TEXTO FORNECIDO:
Ouviu-os
a abóbada azul do céu ilhéu, iluminou-os o sol primeiro de Agosto, assimilou-os
o chão livre da ‘mãe-terra’ de São Roque! Dos dois guardiões do Templo da
Palavra – ‘sentinelas da madrugada’ da Vida – brotaram feixes torrenciais que
inundaram a atmosfera envolvente daquela tarde estival.
Devo confessar que, em 60 anos de
percurso presbiteral e mais 12 na escola de tirocínio para a missão nos bancos
dos Seminários Diocesanos, em cerimónias idênticas, jamais escutara eu
mensagens proféticas tão eloquentes e persuasivas como as proferidas pelo Padre
José Luís Rodrigues e pelo recém-ordenado Padre João Gonçalves, respectivamente
pároco e paroquiano, em cuja linguagem
era visível o filão de água inspiradora que liga a nascente ao rio, tal como o
genoma de uma paternidade espiritual transmitida ao filho iniciático,
confluindo ambos num mesmo pulsar de
emoções, ideias e projecções.
Chamo-lhes discursos “apostólicos”

INFORMAÇÃO APRESENTADA:
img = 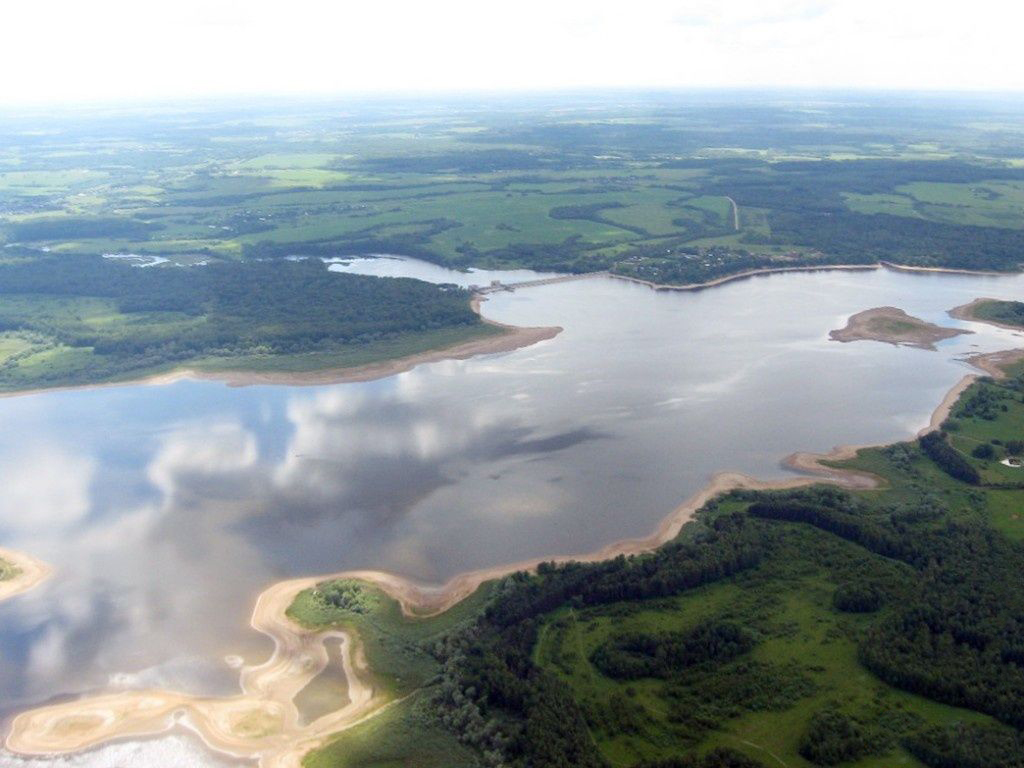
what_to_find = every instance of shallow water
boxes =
[0,260,1024,765]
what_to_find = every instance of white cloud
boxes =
[146,422,259,498]
[0,445,96,535]
[0,0,1024,103]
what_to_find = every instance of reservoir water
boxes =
[0,259,1024,767]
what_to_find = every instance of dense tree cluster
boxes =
[0,256,479,382]
[918,430,981,485]
[800,710,887,765]
[905,723,1024,768]
[591,622,754,680]
[428,517,762,768]
[751,493,1024,728]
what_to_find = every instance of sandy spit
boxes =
[8,313,1024,768]
[948,298,1024,331]
[6,349,1024,768]
[0,296,562,397]
[606,261,1010,291]
[0,547,53,602]
[828,306,974,351]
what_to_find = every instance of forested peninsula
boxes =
[290,364,1024,768]
[0,250,508,392]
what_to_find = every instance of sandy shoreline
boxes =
[0,547,53,602]
[603,261,1015,291]
[0,295,562,397]
[828,306,974,351]
[6,349,1024,768]
[948,298,1024,332]
[8,276,1024,768]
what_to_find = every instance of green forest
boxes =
[0,254,494,389]
[0,93,1024,390]
[292,367,1024,768]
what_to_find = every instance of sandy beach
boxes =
[828,306,973,351]
[6,349,1024,768]
[8,278,1024,768]
[0,547,53,601]
[605,261,1010,291]
[948,298,1024,332]
[0,296,562,397]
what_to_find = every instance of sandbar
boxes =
[0,547,53,601]
[828,306,973,350]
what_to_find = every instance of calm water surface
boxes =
[0,259,1024,766]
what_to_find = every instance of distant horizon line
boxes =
[6,85,1024,117]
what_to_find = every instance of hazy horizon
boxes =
[8,0,1024,109]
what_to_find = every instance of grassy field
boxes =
[6,98,1024,280]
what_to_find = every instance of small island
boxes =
[828,306,972,349]
[949,299,1024,331]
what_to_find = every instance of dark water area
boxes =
[0,257,1024,766]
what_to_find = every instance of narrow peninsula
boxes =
[949,299,1024,331]
[828,306,971,350]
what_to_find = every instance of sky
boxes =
[0,0,1024,105]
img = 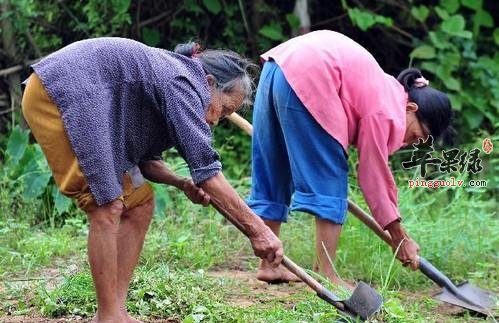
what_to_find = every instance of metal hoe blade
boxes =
[317,281,383,321]
[343,281,383,320]
[435,282,498,316]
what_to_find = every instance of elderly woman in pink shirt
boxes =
[247,30,452,284]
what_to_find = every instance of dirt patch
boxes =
[207,270,307,307]
[0,316,180,323]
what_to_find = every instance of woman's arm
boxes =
[139,160,210,206]
[200,172,284,266]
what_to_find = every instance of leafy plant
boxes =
[0,126,72,225]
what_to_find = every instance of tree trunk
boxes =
[1,1,26,128]
[294,0,310,35]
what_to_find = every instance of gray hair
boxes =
[175,42,258,105]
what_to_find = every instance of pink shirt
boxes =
[261,30,407,228]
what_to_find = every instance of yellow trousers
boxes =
[22,73,154,212]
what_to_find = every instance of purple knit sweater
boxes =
[32,38,222,205]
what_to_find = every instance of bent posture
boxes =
[22,38,283,322]
[248,31,452,284]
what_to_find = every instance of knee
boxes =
[87,200,123,230]
[124,198,154,226]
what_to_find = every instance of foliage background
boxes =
[0,0,499,322]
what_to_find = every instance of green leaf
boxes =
[142,27,161,47]
[440,15,465,35]
[435,7,450,20]
[5,126,29,165]
[22,170,52,199]
[203,0,222,15]
[492,28,499,45]
[52,186,72,215]
[461,0,482,10]
[440,0,459,14]
[473,10,494,28]
[463,109,483,129]
[258,24,284,41]
[21,144,52,199]
[348,8,376,31]
[449,94,463,111]
[112,0,130,12]
[411,6,430,22]
[286,13,300,30]
[410,45,436,59]
[442,76,461,91]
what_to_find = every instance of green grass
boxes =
[0,156,499,322]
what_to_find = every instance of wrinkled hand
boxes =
[387,221,419,270]
[182,179,210,206]
[250,227,284,267]
[392,234,419,270]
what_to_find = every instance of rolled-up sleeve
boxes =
[167,77,222,184]
[357,114,400,229]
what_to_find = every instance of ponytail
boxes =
[397,68,455,143]
[174,42,258,104]
[173,41,201,57]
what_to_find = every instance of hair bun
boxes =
[397,68,423,92]
[173,42,201,57]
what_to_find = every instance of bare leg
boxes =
[117,199,154,322]
[256,220,301,283]
[314,217,353,290]
[87,200,124,323]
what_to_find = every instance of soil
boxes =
[0,268,496,323]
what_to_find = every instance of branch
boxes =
[138,11,171,29]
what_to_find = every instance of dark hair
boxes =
[174,42,258,104]
[397,68,455,143]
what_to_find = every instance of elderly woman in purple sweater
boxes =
[22,38,283,322]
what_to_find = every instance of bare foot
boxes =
[121,308,143,323]
[90,310,129,323]
[256,260,301,284]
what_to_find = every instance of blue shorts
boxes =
[247,61,348,224]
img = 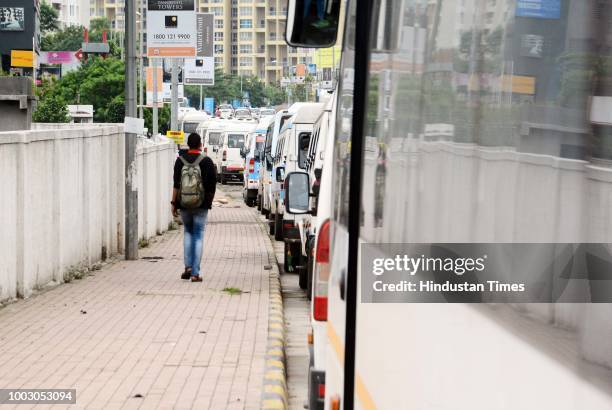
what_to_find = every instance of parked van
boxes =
[271,103,324,272]
[216,121,257,185]
[242,117,272,206]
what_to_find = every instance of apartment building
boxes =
[47,0,90,28]
[198,0,314,84]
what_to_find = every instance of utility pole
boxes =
[124,0,138,260]
[149,58,159,137]
[170,58,178,131]
[138,0,146,118]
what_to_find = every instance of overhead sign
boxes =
[196,13,215,57]
[516,0,561,19]
[166,131,185,145]
[162,83,185,102]
[11,50,34,67]
[40,51,79,64]
[147,0,197,57]
[183,57,215,85]
[502,75,535,95]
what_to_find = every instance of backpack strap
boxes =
[193,154,204,167]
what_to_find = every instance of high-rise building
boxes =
[47,0,89,28]
[198,0,314,84]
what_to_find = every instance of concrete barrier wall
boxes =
[0,124,174,301]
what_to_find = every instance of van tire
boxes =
[274,214,283,241]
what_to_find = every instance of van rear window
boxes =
[227,134,244,148]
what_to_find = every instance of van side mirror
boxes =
[285,0,341,48]
[276,167,285,182]
[285,172,310,215]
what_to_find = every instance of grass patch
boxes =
[223,288,242,295]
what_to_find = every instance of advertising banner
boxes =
[40,51,80,64]
[0,7,25,31]
[146,67,164,107]
[184,57,215,85]
[11,50,34,67]
[147,0,198,57]
[516,0,561,19]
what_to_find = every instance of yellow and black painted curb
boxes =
[261,223,288,410]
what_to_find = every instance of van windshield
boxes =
[208,132,221,145]
[227,134,244,148]
[183,122,199,134]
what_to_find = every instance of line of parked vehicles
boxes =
[180,93,336,409]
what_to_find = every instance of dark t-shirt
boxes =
[174,153,217,209]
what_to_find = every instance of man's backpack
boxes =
[179,155,204,209]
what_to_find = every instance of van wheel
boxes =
[274,214,283,241]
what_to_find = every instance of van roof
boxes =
[291,103,325,124]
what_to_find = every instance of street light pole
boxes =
[124,0,138,260]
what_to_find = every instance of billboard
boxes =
[0,7,25,31]
[183,57,215,85]
[516,0,561,19]
[147,0,198,57]
[11,50,34,68]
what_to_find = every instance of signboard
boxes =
[147,0,198,57]
[204,97,215,115]
[11,50,34,67]
[196,13,215,57]
[183,57,215,85]
[502,75,535,95]
[40,51,79,64]
[162,83,185,102]
[0,7,25,31]
[145,67,164,107]
[521,34,544,58]
[516,0,561,19]
[166,131,185,145]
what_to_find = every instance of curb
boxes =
[261,221,289,410]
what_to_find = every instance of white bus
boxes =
[285,0,612,410]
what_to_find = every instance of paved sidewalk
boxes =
[0,192,274,410]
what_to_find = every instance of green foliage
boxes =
[41,26,85,51]
[32,95,69,122]
[39,57,125,122]
[40,1,59,34]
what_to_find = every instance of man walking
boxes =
[172,132,217,282]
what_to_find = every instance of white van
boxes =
[216,121,257,185]
[271,103,324,272]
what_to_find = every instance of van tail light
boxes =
[312,219,330,322]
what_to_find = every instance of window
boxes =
[240,19,253,28]
[227,134,244,148]
[298,132,310,169]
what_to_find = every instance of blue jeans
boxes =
[181,209,208,276]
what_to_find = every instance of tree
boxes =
[41,26,85,51]
[40,1,59,34]
[32,95,69,122]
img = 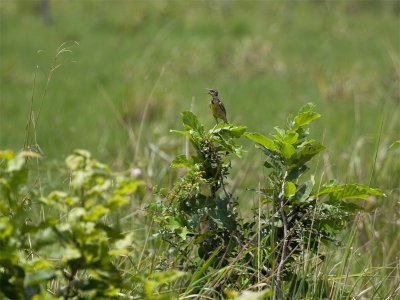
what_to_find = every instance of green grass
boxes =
[0,1,400,299]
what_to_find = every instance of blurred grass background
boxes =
[0,0,400,296]
[0,0,400,202]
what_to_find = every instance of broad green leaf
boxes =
[114,180,145,195]
[292,103,321,130]
[281,143,296,160]
[209,122,247,138]
[7,155,25,172]
[83,204,110,221]
[284,181,296,198]
[108,232,134,255]
[169,129,192,138]
[283,131,299,145]
[65,154,85,171]
[295,181,314,202]
[61,245,82,262]
[182,111,204,133]
[292,143,325,165]
[24,270,56,287]
[316,183,385,200]
[243,132,278,152]
[178,226,192,240]
[171,154,194,169]
[107,194,129,211]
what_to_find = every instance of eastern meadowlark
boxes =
[207,89,228,124]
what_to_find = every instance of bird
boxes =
[207,89,228,124]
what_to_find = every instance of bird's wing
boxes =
[219,101,226,116]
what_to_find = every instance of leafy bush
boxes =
[0,150,142,299]
[150,104,383,298]
[0,104,383,299]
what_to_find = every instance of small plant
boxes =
[150,104,383,299]
[150,112,246,293]
[244,104,383,299]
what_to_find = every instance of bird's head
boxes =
[207,89,218,98]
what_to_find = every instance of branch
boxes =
[275,171,289,299]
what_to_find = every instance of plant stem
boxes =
[275,171,289,299]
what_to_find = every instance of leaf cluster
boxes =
[0,150,143,299]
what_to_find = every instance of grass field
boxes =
[0,0,400,299]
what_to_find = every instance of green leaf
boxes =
[108,232,134,256]
[284,181,296,198]
[178,226,193,241]
[171,154,194,169]
[292,143,325,165]
[182,111,204,133]
[83,204,110,221]
[62,245,82,262]
[169,129,192,138]
[7,155,25,172]
[243,132,278,152]
[114,180,145,195]
[292,103,321,130]
[24,270,56,287]
[295,181,314,202]
[107,194,129,211]
[283,131,299,145]
[315,183,386,201]
[281,143,296,160]
[209,122,247,138]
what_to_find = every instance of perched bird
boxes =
[207,89,228,124]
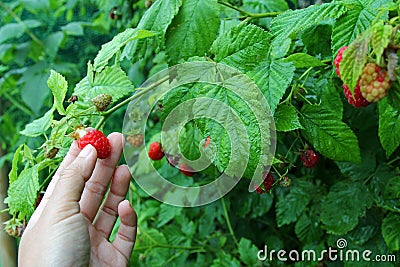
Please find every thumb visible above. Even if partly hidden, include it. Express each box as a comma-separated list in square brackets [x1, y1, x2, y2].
[51, 145, 97, 202]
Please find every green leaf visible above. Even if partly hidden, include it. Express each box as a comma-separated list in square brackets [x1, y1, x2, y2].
[238, 237, 258, 266]
[321, 180, 372, 235]
[0, 23, 25, 44]
[378, 98, 400, 157]
[4, 165, 40, 218]
[93, 28, 154, 71]
[8, 144, 26, 184]
[339, 31, 371, 93]
[336, 150, 376, 181]
[276, 180, 313, 227]
[47, 70, 68, 115]
[382, 212, 400, 251]
[211, 251, 241, 267]
[74, 66, 134, 101]
[300, 105, 361, 162]
[157, 204, 182, 227]
[247, 59, 295, 112]
[294, 212, 323, 244]
[383, 176, 400, 200]
[332, 0, 391, 56]
[301, 22, 332, 59]
[274, 104, 302, 132]
[121, 0, 183, 59]
[166, 0, 220, 64]
[243, 0, 289, 13]
[368, 165, 400, 213]
[285, 53, 325, 69]
[179, 123, 203, 160]
[371, 23, 393, 65]
[242, 0, 289, 28]
[211, 24, 271, 71]
[271, 2, 346, 45]
[19, 108, 54, 137]
[61, 21, 85, 36]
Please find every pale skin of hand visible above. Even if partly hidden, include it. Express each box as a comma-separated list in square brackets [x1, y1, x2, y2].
[18, 133, 137, 267]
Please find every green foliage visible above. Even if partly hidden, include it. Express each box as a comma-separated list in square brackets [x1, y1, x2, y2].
[321, 181, 372, 235]
[0, 0, 400, 266]
[378, 99, 400, 156]
[300, 105, 361, 162]
[47, 70, 68, 115]
[166, 0, 220, 65]
[382, 212, 400, 251]
[211, 24, 271, 71]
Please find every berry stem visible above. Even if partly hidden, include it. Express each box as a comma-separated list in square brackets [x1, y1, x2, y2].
[95, 76, 169, 130]
[221, 197, 239, 247]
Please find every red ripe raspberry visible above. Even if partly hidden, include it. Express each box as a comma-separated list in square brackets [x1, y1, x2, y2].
[360, 63, 390, 102]
[148, 142, 164, 160]
[333, 46, 348, 78]
[179, 163, 194, 177]
[263, 172, 274, 192]
[300, 149, 319, 168]
[342, 83, 371, 108]
[74, 128, 111, 159]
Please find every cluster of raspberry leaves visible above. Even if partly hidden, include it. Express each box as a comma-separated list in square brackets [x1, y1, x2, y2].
[334, 46, 391, 108]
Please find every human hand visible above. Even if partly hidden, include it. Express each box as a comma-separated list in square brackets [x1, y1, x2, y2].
[18, 133, 137, 267]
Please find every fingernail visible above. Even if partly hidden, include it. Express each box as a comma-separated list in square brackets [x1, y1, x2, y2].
[79, 145, 94, 157]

O QUE FAZER: Reproduza, do texto fornecido, o trecho que vai de "Devo confessar que, em" até "ideias e projecções.", inclusive.

SOLUÇÃO A SEGUIR:
Devo confessar que, em 60 anos de
percurso presbiteral e mais 12 na escola de tirocínio para a missão nos bancos
dos Seminários Diocesanos, em cerimónias idênticas, jamais escutara eu
mensagens proféticas tão eloquentes e persuasivas como as proferidas pelo Padre
José Luís Rodrigues e pelo recém-ordenado Padre João Gonçalves, respectivamente
pároco e paroquiano, em cuja linguagem
era visível o filão de água inspiradora que liga a nascente ao rio, tal como o
genoma de uma paternidade espiritual transmitida ao filho iniciático,
confluindo ambos num mesmo pulsar de
emoções, ideias e projecções.